### Stated problem
Rewrite the stretch from the line containing "the girl's face?" through the line containing "90,150 -> 335,311", swapping "blue pen" for "red pen" and leaving everything else unchanged.

### Dataset extract
------------------------------------------------------------------------
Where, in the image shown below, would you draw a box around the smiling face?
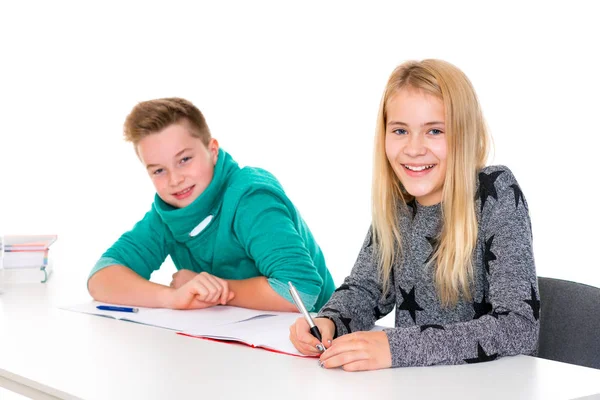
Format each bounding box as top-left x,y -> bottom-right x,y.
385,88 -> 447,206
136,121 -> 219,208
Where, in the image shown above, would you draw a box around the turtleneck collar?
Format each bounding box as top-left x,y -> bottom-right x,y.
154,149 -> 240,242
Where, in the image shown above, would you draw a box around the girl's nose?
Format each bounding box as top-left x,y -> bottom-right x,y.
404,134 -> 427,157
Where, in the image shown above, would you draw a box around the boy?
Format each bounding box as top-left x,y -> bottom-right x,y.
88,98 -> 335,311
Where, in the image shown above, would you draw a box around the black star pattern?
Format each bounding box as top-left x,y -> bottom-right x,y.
------------------------------------------------------------------------
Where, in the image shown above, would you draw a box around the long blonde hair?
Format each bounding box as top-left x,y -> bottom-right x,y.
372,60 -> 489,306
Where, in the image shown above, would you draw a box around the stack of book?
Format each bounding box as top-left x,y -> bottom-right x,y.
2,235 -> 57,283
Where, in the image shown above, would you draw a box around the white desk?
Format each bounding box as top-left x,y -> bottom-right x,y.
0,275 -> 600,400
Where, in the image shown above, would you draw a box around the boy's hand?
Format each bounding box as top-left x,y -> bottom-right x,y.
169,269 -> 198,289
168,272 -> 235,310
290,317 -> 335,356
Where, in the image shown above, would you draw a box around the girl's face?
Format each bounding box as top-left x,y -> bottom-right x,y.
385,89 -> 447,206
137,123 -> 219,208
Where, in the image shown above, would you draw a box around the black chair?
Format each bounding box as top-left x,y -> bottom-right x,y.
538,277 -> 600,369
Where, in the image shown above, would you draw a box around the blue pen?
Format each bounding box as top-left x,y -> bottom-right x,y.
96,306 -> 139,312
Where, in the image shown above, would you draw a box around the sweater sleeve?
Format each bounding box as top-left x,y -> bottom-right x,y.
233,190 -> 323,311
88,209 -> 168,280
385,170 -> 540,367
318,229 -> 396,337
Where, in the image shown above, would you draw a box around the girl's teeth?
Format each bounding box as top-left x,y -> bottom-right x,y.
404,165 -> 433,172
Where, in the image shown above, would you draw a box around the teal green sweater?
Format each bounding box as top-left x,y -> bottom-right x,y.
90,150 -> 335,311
------------------------------------------------------------------------
### Solved problem
Where, in the image shown above, would you draw a box around the girl's face?
Format each bounding box as top-left x,y -> bottom-right x,y.
385,89 -> 447,206
137,123 -> 219,208
Where, in the image shown above, would you draw a box around the black chair?
Format each bounding box as top-left x,y -> bottom-right x,y.
538,277 -> 600,369
Where, in the image shown above, would you draw a box around the red pen?
Format each bounding box as top-left x,y -> bottom-right x,y.
96,306 -> 139,312
Where, in the image shown above, would you draw a box around the sweater sleeve?
Format each bounding box as top-left x,y -> bottom-right x,y.
233,190 -> 323,311
88,209 -> 168,280
385,170 -> 540,367
318,229 -> 396,337
Where, in the image shown above, would you draw a box around the girl's teeth?
Format each bounding box as top-left x,y -> bottom-right x,y.
404,165 -> 433,172
Where, in the image shown above, would you draw a box around the teal green sweater?
Format each bounding box as top-left x,y -> bottom-right x,y.
90,150 -> 335,311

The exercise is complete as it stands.